- _Given entries_:
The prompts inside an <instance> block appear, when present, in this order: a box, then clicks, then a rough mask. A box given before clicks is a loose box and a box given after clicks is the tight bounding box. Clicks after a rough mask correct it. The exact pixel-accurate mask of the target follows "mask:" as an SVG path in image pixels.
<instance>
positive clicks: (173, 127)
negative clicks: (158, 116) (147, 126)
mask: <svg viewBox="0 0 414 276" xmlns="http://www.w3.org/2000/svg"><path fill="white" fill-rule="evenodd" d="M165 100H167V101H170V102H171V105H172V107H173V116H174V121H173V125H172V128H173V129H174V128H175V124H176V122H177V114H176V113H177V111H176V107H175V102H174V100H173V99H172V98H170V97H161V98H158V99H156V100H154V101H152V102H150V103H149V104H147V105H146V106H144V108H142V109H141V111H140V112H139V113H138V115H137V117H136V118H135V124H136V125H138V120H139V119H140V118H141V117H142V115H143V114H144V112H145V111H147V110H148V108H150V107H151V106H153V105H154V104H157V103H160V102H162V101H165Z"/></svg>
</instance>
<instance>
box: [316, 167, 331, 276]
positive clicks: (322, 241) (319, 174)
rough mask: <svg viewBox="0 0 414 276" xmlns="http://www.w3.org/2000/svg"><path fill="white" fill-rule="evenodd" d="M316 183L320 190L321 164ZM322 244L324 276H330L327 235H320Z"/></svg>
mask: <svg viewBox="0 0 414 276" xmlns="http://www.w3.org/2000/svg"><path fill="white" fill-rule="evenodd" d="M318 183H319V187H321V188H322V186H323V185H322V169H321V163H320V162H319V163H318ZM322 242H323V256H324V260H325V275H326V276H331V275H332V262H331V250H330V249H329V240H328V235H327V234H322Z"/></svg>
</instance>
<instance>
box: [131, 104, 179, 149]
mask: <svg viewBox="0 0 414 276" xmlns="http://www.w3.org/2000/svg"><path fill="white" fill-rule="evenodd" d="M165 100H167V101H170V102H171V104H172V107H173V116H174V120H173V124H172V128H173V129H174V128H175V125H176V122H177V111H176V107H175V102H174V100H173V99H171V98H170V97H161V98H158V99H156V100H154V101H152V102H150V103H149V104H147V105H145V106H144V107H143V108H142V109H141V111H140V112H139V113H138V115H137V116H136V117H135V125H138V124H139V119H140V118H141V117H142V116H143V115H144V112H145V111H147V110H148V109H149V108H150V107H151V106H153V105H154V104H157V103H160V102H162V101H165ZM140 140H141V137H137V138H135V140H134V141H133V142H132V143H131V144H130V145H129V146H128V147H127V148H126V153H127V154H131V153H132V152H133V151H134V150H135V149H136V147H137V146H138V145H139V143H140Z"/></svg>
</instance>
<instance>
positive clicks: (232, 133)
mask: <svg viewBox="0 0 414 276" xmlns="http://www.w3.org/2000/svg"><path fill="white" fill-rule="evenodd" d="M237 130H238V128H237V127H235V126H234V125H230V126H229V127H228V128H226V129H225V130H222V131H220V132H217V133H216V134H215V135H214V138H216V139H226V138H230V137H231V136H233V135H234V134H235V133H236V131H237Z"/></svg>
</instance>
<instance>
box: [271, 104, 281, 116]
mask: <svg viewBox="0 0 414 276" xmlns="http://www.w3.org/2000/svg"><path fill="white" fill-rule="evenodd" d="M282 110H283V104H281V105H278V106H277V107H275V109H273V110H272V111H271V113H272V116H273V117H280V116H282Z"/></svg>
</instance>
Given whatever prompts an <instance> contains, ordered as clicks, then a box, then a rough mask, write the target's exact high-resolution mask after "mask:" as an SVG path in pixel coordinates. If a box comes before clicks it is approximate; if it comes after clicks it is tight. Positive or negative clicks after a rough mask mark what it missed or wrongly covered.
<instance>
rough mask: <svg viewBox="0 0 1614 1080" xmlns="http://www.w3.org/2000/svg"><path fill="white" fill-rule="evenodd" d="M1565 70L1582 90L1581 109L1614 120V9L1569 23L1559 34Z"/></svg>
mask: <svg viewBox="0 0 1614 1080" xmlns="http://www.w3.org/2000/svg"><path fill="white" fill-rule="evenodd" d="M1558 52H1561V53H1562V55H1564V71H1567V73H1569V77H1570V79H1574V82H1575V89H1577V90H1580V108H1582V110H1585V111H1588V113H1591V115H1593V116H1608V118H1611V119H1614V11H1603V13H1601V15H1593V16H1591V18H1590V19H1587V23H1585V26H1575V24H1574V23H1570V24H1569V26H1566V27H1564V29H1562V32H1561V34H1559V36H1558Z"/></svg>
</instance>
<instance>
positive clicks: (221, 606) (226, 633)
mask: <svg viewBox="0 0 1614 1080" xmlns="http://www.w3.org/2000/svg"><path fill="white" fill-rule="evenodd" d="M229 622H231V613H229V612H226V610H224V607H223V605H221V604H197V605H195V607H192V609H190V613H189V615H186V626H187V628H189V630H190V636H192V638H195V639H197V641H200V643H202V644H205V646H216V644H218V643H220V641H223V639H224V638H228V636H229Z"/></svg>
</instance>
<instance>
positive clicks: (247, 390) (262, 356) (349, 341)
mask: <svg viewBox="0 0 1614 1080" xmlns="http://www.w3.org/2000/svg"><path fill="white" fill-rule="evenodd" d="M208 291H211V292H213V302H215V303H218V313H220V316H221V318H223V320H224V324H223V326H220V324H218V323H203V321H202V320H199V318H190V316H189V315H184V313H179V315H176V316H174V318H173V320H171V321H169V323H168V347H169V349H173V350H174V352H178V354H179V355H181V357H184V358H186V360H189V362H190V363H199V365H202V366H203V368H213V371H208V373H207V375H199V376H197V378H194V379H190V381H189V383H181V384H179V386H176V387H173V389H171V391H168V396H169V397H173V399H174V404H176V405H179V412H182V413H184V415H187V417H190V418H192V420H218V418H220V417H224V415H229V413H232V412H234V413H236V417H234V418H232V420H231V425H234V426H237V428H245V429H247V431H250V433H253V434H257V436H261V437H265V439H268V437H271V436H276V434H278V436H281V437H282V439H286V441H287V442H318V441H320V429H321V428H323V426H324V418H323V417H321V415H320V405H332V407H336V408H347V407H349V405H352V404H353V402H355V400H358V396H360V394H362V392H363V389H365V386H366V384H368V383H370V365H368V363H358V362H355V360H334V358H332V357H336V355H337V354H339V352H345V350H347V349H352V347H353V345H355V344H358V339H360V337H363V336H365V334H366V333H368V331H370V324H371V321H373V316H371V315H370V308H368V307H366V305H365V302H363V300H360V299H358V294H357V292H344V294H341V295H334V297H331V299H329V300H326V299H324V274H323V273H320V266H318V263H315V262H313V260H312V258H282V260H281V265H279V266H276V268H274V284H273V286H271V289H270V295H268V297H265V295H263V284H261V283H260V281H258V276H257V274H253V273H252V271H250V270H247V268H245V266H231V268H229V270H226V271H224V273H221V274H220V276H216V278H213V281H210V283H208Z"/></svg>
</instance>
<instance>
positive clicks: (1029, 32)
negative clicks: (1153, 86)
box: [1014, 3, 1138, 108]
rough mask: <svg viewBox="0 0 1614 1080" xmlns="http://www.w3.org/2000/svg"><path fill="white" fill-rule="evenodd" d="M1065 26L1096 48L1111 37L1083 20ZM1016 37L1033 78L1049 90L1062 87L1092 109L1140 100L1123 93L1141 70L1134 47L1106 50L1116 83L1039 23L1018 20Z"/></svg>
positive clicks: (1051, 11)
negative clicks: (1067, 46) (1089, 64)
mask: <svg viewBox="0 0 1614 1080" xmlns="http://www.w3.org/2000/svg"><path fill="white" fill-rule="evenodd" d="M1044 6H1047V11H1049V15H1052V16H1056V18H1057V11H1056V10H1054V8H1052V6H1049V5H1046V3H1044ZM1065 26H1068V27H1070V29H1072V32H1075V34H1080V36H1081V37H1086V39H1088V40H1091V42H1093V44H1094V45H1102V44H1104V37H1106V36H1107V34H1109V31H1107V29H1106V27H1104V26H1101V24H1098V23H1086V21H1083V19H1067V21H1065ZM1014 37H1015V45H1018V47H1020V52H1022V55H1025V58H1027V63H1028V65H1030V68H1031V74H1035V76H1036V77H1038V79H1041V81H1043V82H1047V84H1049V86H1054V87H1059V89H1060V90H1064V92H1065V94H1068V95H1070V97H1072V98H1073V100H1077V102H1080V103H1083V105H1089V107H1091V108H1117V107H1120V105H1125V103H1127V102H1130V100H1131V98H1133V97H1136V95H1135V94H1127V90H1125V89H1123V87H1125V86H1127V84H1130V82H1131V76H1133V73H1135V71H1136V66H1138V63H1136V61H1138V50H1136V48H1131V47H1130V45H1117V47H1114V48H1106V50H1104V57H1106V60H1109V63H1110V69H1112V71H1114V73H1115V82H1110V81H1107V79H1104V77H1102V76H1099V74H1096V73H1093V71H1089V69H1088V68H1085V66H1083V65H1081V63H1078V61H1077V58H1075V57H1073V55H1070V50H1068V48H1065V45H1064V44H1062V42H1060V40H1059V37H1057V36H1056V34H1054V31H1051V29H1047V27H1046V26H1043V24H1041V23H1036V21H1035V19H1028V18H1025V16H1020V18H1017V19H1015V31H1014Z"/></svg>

- _Job_: Copy out the items word for word, from their first line through the line with "negative clicks: (158, 116) (147, 126)", including both.

- _Completed exercise_:
The prompts inside an <instance> block appear, when present, in this order: a box, then clicks, then a rough mask. A box given before clicks is a loose box and a box given after clicks is the tight bounding box. Clicks after a rough mask correct it. The exact pixel-accurate mask of the target follows "mask:" as an SVG path in image pixels.
<instance>
positive clicks: (173, 127)
negative clicks: (158, 116) (147, 126)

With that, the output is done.